■ WORK REQUIRED
Exactly reproduce the lines from the line containing "Expected: a single pin indicated on each instance of the dark" to the end of the data below, inclusive, and nothing else.

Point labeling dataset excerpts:
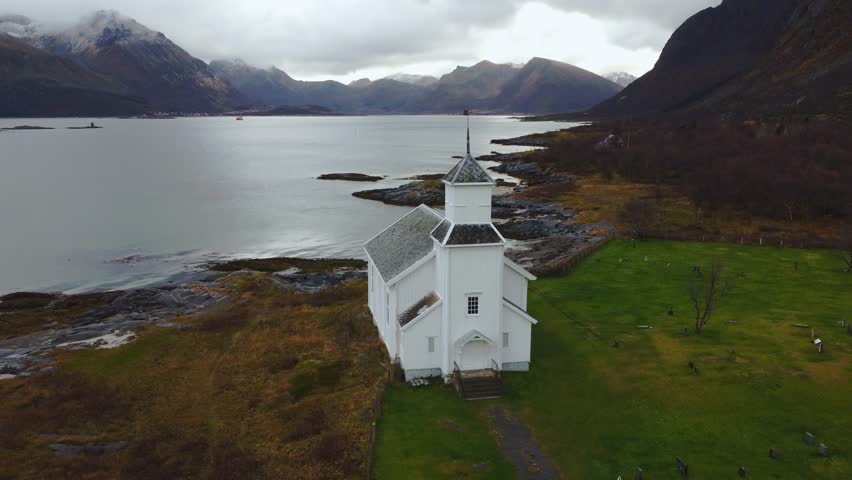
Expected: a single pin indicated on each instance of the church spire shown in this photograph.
(467, 114)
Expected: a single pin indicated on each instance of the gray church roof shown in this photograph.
(404, 243)
(476, 234)
(441, 230)
(419, 307)
(468, 171)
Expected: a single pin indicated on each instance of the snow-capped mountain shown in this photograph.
(18, 26)
(622, 78)
(146, 62)
(421, 80)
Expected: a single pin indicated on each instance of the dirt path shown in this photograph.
(517, 444)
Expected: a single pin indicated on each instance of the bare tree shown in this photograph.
(705, 288)
(639, 217)
(845, 250)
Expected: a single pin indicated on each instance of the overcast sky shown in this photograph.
(346, 40)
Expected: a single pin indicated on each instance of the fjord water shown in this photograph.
(141, 200)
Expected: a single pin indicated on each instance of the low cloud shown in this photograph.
(341, 38)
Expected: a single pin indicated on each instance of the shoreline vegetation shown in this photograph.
(274, 375)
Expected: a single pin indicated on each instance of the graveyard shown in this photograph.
(620, 379)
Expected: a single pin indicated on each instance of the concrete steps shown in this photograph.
(479, 388)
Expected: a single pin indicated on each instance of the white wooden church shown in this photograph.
(443, 296)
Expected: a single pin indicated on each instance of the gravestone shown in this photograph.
(682, 467)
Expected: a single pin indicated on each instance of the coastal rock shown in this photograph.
(72, 450)
(351, 177)
(107, 326)
(533, 228)
(549, 255)
(610, 143)
(524, 141)
(313, 281)
(411, 194)
(530, 172)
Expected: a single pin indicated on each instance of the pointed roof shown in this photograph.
(404, 243)
(468, 171)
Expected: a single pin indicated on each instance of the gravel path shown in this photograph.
(523, 452)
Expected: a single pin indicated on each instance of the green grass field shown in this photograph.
(602, 411)
(429, 433)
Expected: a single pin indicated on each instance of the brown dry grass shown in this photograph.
(215, 399)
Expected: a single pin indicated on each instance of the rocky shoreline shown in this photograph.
(111, 319)
(350, 177)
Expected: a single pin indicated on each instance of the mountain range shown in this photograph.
(125, 68)
(750, 56)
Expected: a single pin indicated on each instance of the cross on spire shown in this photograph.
(467, 114)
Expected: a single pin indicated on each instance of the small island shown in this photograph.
(350, 177)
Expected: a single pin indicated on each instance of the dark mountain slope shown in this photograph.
(544, 85)
(711, 49)
(752, 57)
(809, 70)
(36, 83)
(270, 87)
(468, 87)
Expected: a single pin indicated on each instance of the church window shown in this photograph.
(473, 305)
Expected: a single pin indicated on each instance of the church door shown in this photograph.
(476, 355)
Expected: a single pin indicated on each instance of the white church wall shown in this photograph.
(415, 286)
(517, 355)
(469, 204)
(514, 287)
(475, 271)
(416, 357)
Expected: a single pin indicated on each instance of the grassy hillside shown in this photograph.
(271, 384)
(601, 411)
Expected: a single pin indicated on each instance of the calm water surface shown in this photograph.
(140, 200)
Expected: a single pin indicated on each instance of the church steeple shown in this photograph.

■ TASK ANSWER
Expected: a single pin indicated on each instance of the dark mountain slope shown in this photograph.
(544, 85)
(711, 49)
(752, 57)
(809, 70)
(36, 83)
(270, 87)
(468, 87)
Expected: a single pin indicated on each instance of the church window shown in this photograph.
(473, 305)
Expected: a single pin indicated on each instance of the church door shown in this photograph.
(476, 355)
Expected: a single pin indicated on each instance of the white church wall shown in this photograph.
(415, 286)
(517, 355)
(469, 204)
(514, 287)
(475, 271)
(416, 357)
Expected: a single pin indicated on each instance of the grassy hillside shown in this photograph.
(271, 384)
(601, 411)
Expected: a single pin indicated on each instance of the calm water surface shown in this photograph.
(140, 200)
Expected: a single pin indicated on each instance of the church steeple shown in this photograph.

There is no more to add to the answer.